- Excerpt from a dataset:
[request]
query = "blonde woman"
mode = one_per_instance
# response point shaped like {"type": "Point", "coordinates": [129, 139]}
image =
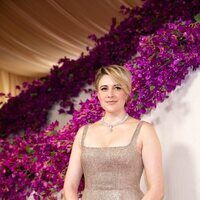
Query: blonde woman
{"type": "Point", "coordinates": [113, 152]}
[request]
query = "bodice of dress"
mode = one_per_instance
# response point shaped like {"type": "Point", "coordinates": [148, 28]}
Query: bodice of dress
{"type": "Point", "coordinates": [113, 172]}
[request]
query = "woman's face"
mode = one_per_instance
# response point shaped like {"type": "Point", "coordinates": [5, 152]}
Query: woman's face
{"type": "Point", "coordinates": [111, 95]}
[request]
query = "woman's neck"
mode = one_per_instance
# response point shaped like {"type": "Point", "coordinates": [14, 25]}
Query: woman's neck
{"type": "Point", "coordinates": [114, 117]}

- DIRECTIONS:
Using the material above, set down every line exactly, but skip the pictures.

- EXERCISE ANSWER:
[request]
query = "blonde woman"
mode = one_per_instance
# response point shaped like {"type": "Point", "coordinates": [129, 139]}
image =
Query: blonde woman
{"type": "Point", "coordinates": [113, 152]}
[request]
query = "bodice of dress"
mode = one_per_instance
# response point shaped like {"type": "Point", "coordinates": [148, 28]}
Query: bodice of dress
{"type": "Point", "coordinates": [113, 172]}
[request]
query = "woman's face"
mode = one_per_instance
# response point shaped like {"type": "Point", "coordinates": [5, 152]}
Query: woman's face
{"type": "Point", "coordinates": [111, 95]}
[request]
query = "woman's neck"
mode = one_per_instance
# response point shaped like {"type": "Point", "coordinates": [14, 25]}
Query: woman's neck
{"type": "Point", "coordinates": [114, 117]}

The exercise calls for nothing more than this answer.